Return, exactly, the line that contains "Query: asphalt road" together with all lines after it to the end of the entries, and no further lines.

----

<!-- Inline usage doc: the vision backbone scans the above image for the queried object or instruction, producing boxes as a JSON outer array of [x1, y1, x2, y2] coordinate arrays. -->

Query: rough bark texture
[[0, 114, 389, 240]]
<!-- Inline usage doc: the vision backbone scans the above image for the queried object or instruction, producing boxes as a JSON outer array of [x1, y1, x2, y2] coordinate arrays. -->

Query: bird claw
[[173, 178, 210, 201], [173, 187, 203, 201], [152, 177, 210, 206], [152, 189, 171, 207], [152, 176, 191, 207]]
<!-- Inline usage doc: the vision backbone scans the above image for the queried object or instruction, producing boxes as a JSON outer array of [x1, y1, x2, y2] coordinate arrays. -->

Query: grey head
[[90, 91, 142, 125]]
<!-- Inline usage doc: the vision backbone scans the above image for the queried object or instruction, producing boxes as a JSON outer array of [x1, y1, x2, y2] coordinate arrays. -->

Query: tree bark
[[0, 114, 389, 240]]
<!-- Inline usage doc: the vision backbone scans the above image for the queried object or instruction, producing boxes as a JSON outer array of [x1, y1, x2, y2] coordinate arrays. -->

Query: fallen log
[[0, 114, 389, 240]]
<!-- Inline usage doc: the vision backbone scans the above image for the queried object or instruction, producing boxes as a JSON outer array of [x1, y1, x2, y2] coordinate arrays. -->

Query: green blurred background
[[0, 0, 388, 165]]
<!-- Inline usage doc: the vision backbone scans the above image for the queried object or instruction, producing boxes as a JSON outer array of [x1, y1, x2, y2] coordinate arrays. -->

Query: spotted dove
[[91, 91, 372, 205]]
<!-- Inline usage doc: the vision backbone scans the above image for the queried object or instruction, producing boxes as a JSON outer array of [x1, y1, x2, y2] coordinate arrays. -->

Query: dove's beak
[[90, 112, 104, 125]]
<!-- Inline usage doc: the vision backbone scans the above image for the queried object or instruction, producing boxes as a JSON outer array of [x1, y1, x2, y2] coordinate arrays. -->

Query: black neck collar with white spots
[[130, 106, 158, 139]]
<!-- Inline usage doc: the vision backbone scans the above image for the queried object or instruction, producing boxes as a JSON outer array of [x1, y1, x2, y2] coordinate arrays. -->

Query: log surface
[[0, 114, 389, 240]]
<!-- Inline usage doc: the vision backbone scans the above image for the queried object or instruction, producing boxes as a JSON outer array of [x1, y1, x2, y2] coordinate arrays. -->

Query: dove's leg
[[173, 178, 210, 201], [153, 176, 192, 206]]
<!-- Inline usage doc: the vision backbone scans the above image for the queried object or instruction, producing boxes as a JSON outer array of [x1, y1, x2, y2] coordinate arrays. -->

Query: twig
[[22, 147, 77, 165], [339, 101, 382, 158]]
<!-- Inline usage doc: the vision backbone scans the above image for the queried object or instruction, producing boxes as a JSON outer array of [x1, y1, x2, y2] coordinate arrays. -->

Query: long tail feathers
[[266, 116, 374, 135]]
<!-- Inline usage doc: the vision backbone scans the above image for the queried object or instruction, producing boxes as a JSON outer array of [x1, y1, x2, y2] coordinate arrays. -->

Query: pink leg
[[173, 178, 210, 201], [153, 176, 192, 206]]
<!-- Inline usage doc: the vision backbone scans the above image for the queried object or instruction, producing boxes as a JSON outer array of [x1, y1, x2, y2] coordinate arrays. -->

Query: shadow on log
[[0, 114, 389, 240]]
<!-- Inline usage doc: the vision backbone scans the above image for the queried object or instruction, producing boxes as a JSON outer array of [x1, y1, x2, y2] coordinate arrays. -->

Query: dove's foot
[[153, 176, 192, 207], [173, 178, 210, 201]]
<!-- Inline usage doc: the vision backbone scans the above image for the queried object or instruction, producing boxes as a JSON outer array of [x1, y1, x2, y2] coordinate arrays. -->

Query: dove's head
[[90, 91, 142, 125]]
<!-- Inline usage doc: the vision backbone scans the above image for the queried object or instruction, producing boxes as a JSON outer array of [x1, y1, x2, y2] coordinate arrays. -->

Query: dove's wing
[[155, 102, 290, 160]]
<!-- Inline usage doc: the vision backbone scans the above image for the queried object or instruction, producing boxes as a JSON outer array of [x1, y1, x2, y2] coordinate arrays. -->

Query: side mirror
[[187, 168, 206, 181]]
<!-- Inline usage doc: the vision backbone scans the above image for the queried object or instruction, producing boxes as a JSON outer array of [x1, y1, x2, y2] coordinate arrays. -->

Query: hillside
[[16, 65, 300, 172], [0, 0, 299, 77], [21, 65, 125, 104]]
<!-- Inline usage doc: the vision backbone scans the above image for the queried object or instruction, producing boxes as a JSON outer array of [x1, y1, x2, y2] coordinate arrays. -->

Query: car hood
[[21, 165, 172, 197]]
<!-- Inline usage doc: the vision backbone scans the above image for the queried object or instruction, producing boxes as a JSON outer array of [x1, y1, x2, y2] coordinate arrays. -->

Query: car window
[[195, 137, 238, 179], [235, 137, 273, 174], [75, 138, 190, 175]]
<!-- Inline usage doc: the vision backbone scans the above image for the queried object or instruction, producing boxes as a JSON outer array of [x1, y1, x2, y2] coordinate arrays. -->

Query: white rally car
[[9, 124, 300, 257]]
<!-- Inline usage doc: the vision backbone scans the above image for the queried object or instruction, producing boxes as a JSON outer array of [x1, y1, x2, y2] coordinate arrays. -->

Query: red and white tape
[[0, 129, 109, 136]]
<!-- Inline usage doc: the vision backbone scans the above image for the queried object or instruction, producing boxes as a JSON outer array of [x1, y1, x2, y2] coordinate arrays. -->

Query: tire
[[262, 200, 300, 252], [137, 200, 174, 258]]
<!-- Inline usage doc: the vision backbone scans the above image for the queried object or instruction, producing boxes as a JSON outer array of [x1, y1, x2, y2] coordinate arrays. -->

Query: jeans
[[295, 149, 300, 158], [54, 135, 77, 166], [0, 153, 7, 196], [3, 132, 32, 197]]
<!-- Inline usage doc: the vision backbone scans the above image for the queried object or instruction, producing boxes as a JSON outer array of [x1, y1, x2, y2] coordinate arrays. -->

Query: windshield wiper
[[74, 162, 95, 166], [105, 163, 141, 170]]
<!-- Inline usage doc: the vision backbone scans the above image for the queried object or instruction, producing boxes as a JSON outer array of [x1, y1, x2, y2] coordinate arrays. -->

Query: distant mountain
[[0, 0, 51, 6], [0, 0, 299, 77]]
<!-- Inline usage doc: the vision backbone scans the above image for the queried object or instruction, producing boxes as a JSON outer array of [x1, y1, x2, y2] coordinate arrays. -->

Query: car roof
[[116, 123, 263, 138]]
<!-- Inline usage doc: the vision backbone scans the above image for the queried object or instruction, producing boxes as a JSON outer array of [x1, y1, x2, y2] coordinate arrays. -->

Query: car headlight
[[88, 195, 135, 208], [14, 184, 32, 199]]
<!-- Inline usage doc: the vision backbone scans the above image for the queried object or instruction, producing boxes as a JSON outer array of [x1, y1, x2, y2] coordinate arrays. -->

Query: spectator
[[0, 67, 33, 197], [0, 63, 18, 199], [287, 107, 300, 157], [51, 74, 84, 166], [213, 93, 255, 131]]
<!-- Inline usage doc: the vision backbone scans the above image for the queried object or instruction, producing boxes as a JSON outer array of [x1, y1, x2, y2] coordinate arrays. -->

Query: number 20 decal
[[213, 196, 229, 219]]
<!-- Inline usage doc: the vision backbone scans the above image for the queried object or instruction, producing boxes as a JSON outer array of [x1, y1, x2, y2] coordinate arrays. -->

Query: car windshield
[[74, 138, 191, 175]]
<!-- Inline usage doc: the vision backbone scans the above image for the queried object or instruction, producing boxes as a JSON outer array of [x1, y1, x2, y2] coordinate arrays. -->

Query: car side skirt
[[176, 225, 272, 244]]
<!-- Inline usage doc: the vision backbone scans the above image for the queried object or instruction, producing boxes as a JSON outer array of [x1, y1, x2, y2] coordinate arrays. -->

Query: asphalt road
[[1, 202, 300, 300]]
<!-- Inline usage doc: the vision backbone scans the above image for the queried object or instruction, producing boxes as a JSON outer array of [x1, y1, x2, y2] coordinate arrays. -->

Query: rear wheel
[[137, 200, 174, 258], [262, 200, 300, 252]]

----

## [EXERCISE OUTPUT]
Query: asphalt road
[[1, 202, 300, 300]]
<!-- Inline usage doc: the vision backbone scans the above image for the queried object or instruction, producing boxes as a JSON outer array of [x1, y1, x2, y2] coordinate arrays. -->

Query: rear wheel
[[137, 200, 174, 258], [262, 200, 300, 252]]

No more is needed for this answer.